_EXERCISE DETAILS_: Please write out every row below word for word, leaving out the pictures.

_DATASET RECORDS_:
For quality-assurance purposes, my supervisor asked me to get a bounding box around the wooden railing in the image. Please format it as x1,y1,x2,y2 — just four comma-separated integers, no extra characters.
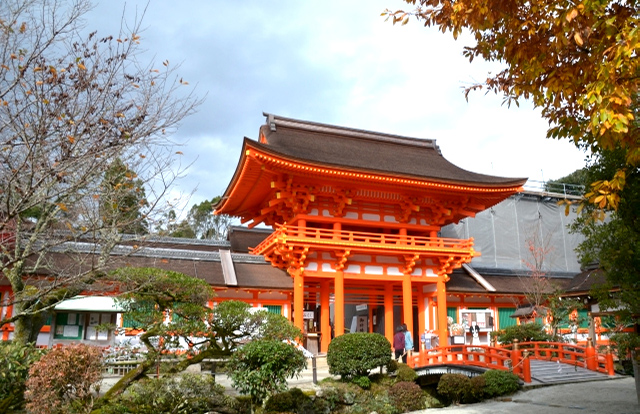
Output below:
253,225,473,253
407,345,513,371
504,342,614,375
407,342,615,382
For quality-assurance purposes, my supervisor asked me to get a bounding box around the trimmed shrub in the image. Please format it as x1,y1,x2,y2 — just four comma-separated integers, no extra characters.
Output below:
491,322,551,344
396,364,418,382
387,358,398,374
101,373,236,414
351,375,371,390
264,388,311,413
327,332,391,379
462,375,486,404
227,340,307,403
480,369,520,398
389,381,426,413
25,344,102,414
0,341,43,413
438,374,471,404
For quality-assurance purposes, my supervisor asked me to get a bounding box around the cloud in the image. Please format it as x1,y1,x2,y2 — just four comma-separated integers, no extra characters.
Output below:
87,0,584,202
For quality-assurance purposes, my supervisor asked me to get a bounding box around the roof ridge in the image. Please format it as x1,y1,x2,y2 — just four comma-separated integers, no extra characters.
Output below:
262,112,442,156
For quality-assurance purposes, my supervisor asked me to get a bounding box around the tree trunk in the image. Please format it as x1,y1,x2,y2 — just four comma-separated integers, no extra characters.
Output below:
92,358,156,414
13,304,47,345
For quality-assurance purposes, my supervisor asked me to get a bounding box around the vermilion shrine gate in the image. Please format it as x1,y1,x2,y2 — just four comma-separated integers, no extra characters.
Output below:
216,114,526,352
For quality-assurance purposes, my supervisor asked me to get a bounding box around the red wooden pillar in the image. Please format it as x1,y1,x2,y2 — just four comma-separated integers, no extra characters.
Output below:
585,338,598,371
416,285,426,342
333,270,344,336
402,273,413,335
320,280,331,353
384,283,394,346
293,269,304,332
436,276,449,346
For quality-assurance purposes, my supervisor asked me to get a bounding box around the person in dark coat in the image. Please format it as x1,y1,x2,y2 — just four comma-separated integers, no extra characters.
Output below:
393,326,407,363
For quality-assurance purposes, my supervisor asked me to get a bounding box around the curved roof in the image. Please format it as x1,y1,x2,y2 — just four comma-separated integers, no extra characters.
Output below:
214,114,526,217
258,114,526,187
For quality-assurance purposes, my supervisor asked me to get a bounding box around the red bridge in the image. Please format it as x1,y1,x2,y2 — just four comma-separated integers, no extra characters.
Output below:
407,340,615,383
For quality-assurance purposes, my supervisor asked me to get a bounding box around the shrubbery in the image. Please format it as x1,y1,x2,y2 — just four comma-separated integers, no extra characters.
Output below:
491,323,551,344
264,388,312,413
101,374,238,414
0,341,42,413
327,332,391,379
482,369,520,398
389,381,425,413
462,375,486,404
396,364,418,382
227,340,307,403
24,344,102,414
438,374,471,404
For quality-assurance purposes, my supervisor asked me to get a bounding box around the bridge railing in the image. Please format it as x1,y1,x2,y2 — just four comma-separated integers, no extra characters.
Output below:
407,345,517,372
503,342,615,375
407,342,615,382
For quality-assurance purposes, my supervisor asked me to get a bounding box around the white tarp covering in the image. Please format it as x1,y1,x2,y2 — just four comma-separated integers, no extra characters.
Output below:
441,194,582,273
55,296,122,312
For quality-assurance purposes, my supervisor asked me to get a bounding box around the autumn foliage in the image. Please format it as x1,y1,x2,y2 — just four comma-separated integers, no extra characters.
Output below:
383,0,640,208
25,344,102,414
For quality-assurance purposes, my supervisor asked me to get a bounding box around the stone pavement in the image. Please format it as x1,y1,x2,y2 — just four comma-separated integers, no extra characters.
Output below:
414,377,640,414
103,358,640,414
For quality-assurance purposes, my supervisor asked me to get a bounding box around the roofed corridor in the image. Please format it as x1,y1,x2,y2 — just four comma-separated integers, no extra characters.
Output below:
407,342,615,384
252,225,478,256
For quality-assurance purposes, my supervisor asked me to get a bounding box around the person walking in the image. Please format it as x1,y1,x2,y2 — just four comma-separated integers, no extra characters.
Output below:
393,325,406,362
402,323,413,364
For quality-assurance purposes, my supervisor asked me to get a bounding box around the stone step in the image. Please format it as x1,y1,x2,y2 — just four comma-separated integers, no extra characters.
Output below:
531,360,609,384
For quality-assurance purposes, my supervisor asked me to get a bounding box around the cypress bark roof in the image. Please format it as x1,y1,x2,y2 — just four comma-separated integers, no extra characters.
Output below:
256,114,526,187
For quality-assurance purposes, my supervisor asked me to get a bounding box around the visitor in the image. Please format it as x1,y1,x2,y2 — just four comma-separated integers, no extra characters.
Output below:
393,325,406,362
402,323,413,364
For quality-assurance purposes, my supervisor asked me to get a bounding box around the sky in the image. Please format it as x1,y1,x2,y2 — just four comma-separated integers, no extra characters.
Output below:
86,0,585,213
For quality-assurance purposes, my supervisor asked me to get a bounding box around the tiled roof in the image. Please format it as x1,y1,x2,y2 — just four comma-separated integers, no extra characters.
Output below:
251,114,526,186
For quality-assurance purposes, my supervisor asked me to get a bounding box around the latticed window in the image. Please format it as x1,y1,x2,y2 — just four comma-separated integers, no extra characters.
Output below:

_ANSWER TO THIS EXERCISE_:
For quality-assurance purposes, my supervisor asked me to get a bounding box around the wooden railing in the image. Please format it as x1,y1,x2,y2 — just four comma-separated integers, no extra characters.
Output below:
253,225,473,253
407,345,513,371
504,342,614,375
407,342,615,382
For quality-assurance purposes, my supervisor asked me to get a bounding box around the trimmed shrub in the image. Please format it as x1,y1,x2,y2 — just four comma-separated integers, no extra characters.
Output below:
491,322,551,344
396,364,418,382
387,358,398,374
101,373,236,414
351,375,371,390
264,388,311,413
327,332,391,379
462,375,486,404
227,340,307,403
480,369,520,398
389,381,426,413
25,344,102,414
0,341,43,413
438,374,471,404
For quality-assurance purposes, my supervisor asked me to get a bounding box around the cloud in the image. Please format it as x1,y1,x2,y2 — just four comma-separated integers, no extra characters.
Output below:
87,0,584,202
For quality-assurance purposes, my supervisor asked me to get a bounding box around the roof ridge in the image. Please format it as x1,y1,x2,y2 — just four comma-separated integers, no extra characters.
Output below:
262,112,442,156
For quality-assurance purposes, my supervisor asked me to get a bounding box around the tree trunk in the image. Please format it as x1,y1,x2,y2 — just four comma-separated integers, no extra characters.
Output below:
92,358,156,414
13,304,47,345
For quality-assurance purposes, my supervisor asked me to get a bounding box around the vermilion shrine gate in the image. Please format it as x1,y1,x2,y2 — just four comma-separated integers, no extra characters.
Output below:
216,114,526,352
For quality-assurance purposes, my supervisor asked me to get a bounding box around the red wooden pillar in the image. Please format it as x1,y1,x2,y2 — just four comma-separated integers, no extra characters.
Output below:
585,338,598,371
416,285,426,342
333,270,344,336
402,273,413,335
320,280,331,353
384,283,394,346
293,269,304,332
436,276,449,346
For quality-assurance purposes, my supervisor asked me to get a bounding box around the person in dark coat in the image. Please format it as x1,y1,x2,y2 — just four comma-separated integers, no extra characters.
Output below:
393,326,407,363
For quality-assurance purposes, my supervisor asked me to get a bounding box around the curved roof in the image. Please format it as x1,y1,x2,y2 — just four comma-separated integers, no extra characters.
Output below:
214,114,526,217
258,114,526,187
For quality-assurance purposes, my supervisor asked me to get a bounding box around the red bridge in the image. Please format it as x1,y1,x2,y2 — just four comma-separated integers, no extra characters.
Output below:
407,340,615,383
For quality-assurance purposes, my supervisor asked me to get a bounding box around the shrubbery in the image. Please format it as x1,y1,x2,y2 — just four comma-separated integers, no extra characters.
Output below:
491,323,551,344
264,388,312,413
101,374,238,414
0,341,42,413
327,332,391,379
482,369,520,398
389,381,425,413
462,375,486,404
396,364,418,382
227,340,307,403
24,344,102,414
438,374,471,404
For quality-assurance purposes, my supervisor asked me to get a bounding box around the bridge railing in the image. Please format it as x1,y1,x2,y2 — just four comma-separated integers, no extra characters.
Output below:
407,345,517,372
503,342,615,375
407,342,615,382
For quality-assurance purposes, my supervisor asked me to get a bounding box around the white tarp covering in the image. Please format it as x1,y1,x2,y2 — just four comma-separated integers, no extra characters.
Output below:
441,194,582,273
55,296,122,312
For quality-assurance purposes, my supervisor asked me to get a bounding box around the autumn foliage in the image. Please format it as x1,y1,x2,y2 — just four comma-separated integers, no extra characters.
Output below:
383,0,640,208
25,344,102,414
For quality-assurance purposes, my supervisor asked me to get a bounding box around the stone pavement in the image. Please format it as x1,y1,x2,y2 — just four comma-separated integers, no extra characters.
Output below:
414,377,640,414
103,358,640,414
For quality-assurance purposes, my supervisor asked me to get a bounding box around the roofed corridor in the image. Please format it as x1,y1,x2,y2 — just four comma-separated integers, no extra characters.
Output below:
407,342,615,384
252,225,478,256
For quality-assurance purposes, my supervisor asked me to get a bounding box around the person walking in the image. Please format it as x1,y1,x2,y2 — just four comma-separated integers, no extra characters.
Output below:
393,325,406,362
402,323,413,364
For quality-assurance purposes, my supervisor asked me to get a bounding box around the stone step in the image. Please format it as x1,y1,x2,y2 — just four comma-separated integers, no extra characters.
Output below:
531,360,609,384
For quality-assurance purposes, my supervisor asked me to get a bounding box around the cypress bark roof in the image. Please format it as x1,y1,x2,y2 — just four comma-separated integers, no extra characters.
Output below:
256,114,526,187
For quality-assurance purposes, my supervisor asked me to get a bounding box around the visitor in the image. Please format it as x1,y1,x2,y2 — just four comma-separated integers, no extra characters.
Output below:
393,325,406,362
402,323,413,364
For quality-assurance purposes, my supervisor asked me to get a bounding box around the sky in the image. Please format it as x1,y1,x2,y2 — just four comma-separated integers, no extra characters.
Output below:
86,0,585,213
For quality-assurance purposes, my supervisor asked me to get a bounding box around the tiled roof in the image. Please format it as x1,y1,x2,y2 — just four comma-separated integers, no extra characters.
Output below:
251,114,526,186
For quality-assurance purposes, my supervisor asked me to get a bounding box around the latticed window in the image. Please format it as x1,y1,x2,y2 — just four comma-separated integers, no extra characters.
Output below:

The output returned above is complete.